▸ Short problem 1: Which lines in the listing below contain the word "downspout"? List each one, copied in full, and treat case as significant.

— Start Quoted passage —

OpenBrowser architecture

flowchart LR
  Agent["Agent\nClaude / Codex / Cursor / worker"] --> Client["MCP or API client"]
  Client --> Broker["OpenBrowser Broker"]
  Broker --> Lease["Lease manager"]
  Broker --> Profiles["Profile + identity manager"]
  Broker --> Proxy["Proxy router"]
  Broker --> Observability["Telemetry + feedback + audit"]
  Lease --> Pool["Chrome pool"]
  Profiles --> Pool
  Proxy --> Pool
  Pool --> Slots["pool-a ... pool-h\nisolated CDP sessions"]

Why

Most browser agents break in the same ways:

several agents connect to the same Chrome instance and block each other
logged-in sessions are tied to one fragile browser profile
passwords and 2FA prompts become unsafe chat messages
rich-text apps such as Slack, Discord, Notion, Linear, and X ignore DOM fill calls
failures vanish into logs, so the next agent repeats the same mistake

OpenBrowser gives agents one operating contract: lease, act, release, report.

Features

Browser pool: multiple isolated Chrome slots with CDP endpoints managed behind one broker.

— End Quoted passage —

▸ Short problem 2: In the OpenBrowser architecture text, what four-part operating contract does OpenBrowser give agents?

— Start Data listing —

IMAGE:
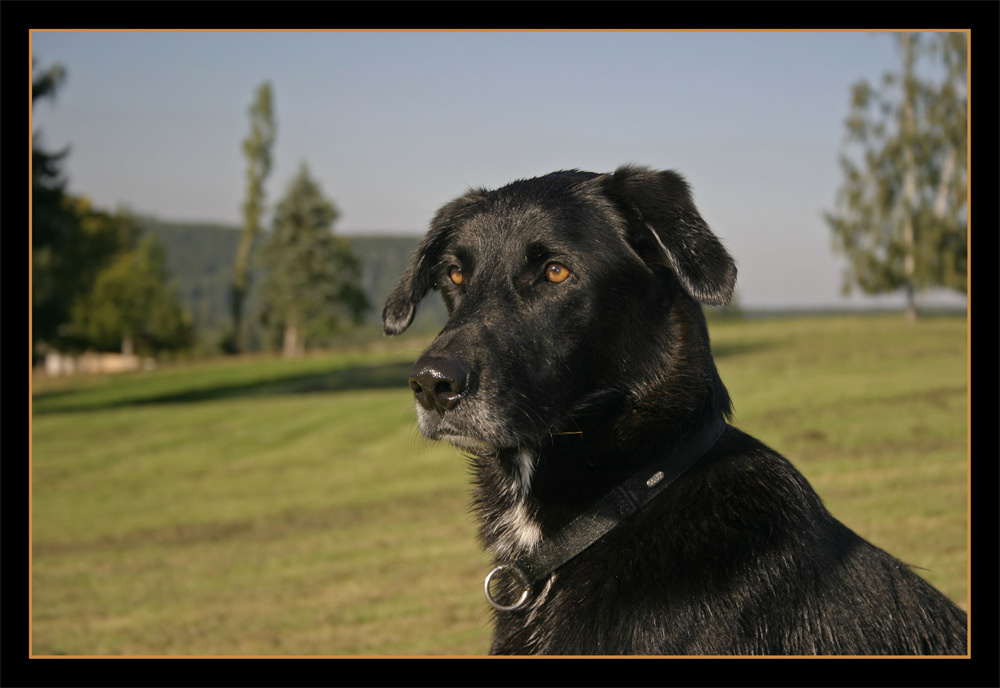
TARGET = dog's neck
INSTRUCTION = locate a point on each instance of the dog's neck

— End Data listing —
— Start Data listing —

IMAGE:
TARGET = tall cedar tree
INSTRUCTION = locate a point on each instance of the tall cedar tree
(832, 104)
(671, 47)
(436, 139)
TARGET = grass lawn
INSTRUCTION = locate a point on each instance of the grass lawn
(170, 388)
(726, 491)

— End Data listing —
— Start Data listing —

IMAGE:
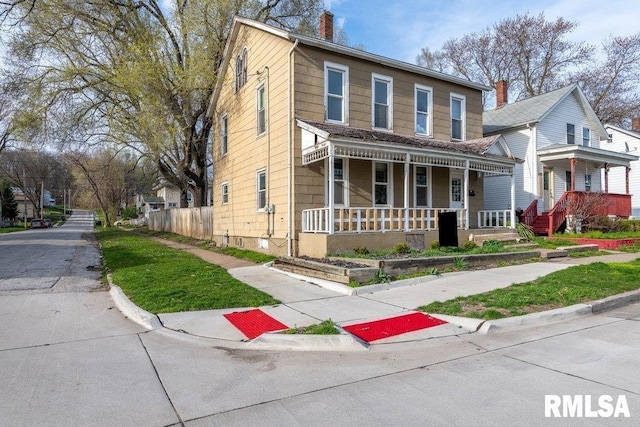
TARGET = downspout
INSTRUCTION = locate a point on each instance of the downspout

— End Data listing —

▸ Task result 1:
TARGET = downspout
INSTRUCTION = locate a point on each instance of the downspout

▸ Task result 2: Lease, act, release, report.